# Task brief
Every entry needs to be repeated exactly, with nothing left out.

▼

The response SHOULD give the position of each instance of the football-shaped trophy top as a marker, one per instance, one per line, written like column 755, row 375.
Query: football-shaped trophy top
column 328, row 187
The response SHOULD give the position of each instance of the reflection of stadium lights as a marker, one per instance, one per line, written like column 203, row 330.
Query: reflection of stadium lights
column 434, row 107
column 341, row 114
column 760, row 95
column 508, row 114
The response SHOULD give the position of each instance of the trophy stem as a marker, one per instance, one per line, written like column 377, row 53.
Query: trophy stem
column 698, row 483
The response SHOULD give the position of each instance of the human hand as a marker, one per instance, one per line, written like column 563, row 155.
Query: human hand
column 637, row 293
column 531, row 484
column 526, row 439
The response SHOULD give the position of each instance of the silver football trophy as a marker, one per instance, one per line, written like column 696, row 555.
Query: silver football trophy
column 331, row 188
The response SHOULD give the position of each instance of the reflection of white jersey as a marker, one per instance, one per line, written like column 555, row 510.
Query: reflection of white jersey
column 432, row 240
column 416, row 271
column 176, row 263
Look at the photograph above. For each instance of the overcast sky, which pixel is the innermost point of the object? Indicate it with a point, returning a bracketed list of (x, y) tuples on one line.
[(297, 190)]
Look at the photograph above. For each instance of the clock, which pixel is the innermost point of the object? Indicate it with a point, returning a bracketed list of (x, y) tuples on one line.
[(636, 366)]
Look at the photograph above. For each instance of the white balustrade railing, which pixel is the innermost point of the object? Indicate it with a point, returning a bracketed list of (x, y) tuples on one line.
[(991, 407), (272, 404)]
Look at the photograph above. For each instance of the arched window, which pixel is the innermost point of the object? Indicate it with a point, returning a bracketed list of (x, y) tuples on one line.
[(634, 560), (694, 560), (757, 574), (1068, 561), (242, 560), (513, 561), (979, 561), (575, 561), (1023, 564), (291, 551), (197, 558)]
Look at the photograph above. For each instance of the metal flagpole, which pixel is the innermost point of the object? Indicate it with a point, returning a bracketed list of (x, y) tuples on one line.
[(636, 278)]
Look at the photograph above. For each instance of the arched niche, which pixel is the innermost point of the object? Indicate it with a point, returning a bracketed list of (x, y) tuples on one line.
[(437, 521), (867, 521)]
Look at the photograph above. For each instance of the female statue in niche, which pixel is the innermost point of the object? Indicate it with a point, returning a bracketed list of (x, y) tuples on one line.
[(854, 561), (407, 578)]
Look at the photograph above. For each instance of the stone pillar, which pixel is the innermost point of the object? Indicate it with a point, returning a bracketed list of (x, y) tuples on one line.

▲

# Result of the exercise
The response SHOULD give the position of each instance of the football-shaped trophy top as a marker, one per instance, one per line, written like column 755, row 375.
Query: football-shaped trophy top
column 328, row 187
The response SHOULD give the position of each instance of the reflection of stadium lights as a marker, one per instance, one per line, written like column 203, row 330.
Query: reflection of stadium lights
column 434, row 107
column 341, row 114
column 760, row 95
column 508, row 114
The response SHOULD give the position of each instance of the trophy stem as a marker, one per instance, one per line, written like column 377, row 53.
Query: trophy stem
column 698, row 483
The response SHOULD give the position of each instance of the human hand as a marker, one per instance, one per line, written like column 563, row 155.
Query: human hand
column 637, row 293
column 531, row 484
column 526, row 439
The response SHOULD give the position of each instance of the silver football trophy as a marker, one per instance, one per line, written like column 696, row 555.
Query: silver football trophy
column 331, row 188
The response SHOULD give the position of each instance of the reflection of white jersey as a marker, one per instance, one per line, written like column 555, row 510.
Query: reflection of white jersey
column 432, row 240
column 416, row 271
column 176, row 263
Look at the photograph above. For each instance of the overcast sky, which pixel is the innermost point of the object? Indicate it with a point, returning a bracketed list of (x, y) tuples on one line.
[(297, 190)]
Look at the photograph above. For each instance of the clock, which pixel is the innermost point of the object? Indicate it with a point, returning a bracketed list of (x, y) tuples on one line.
[(636, 366)]
Look at the photograph above. For each instance of the white balustrade railing, which pixel is the innermost point of the object? Indicate it with a point, returning a bracketed list of (x, y) tuples on one line.
[(991, 407), (272, 404)]
Look at the photograph above. For each instance of the arched window, which pixel is the innermost point of the object? Indicate it with a point, returning a bracketed list of (x, y) tuples on one line.
[(634, 560), (694, 560), (757, 574), (1068, 561), (242, 560), (513, 561), (979, 561), (575, 561), (1023, 564), (291, 551), (197, 558)]
Look at the photograph above. For each instance of the metal flagpole, which pixel is the innermost point of the object? Indicate it with a point, returning a bracketed list of (x, y) tuples on one line.
[(636, 278)]
Look at the photograph above. For each instance of the arched niche, which pixel is the innermost point of the object? Indicate it with a point, returning a bracketed list of (x, y) tuples on one line.
[(437, 521), (867, 521)]
Look at the photograph above. For each instance of the female statue in niche, which pixel is the innermost point of the object? Indicate it with a point, returning a bracketed list of (x, y) tuples on one line.
[(854, 561), (407, 578)]
Look at the photograph above. For each instance of the stone pillar, which pixel is the innermost point of the object? Indicate it with a point, returning a bracketed list of (x, y) tuples on one line.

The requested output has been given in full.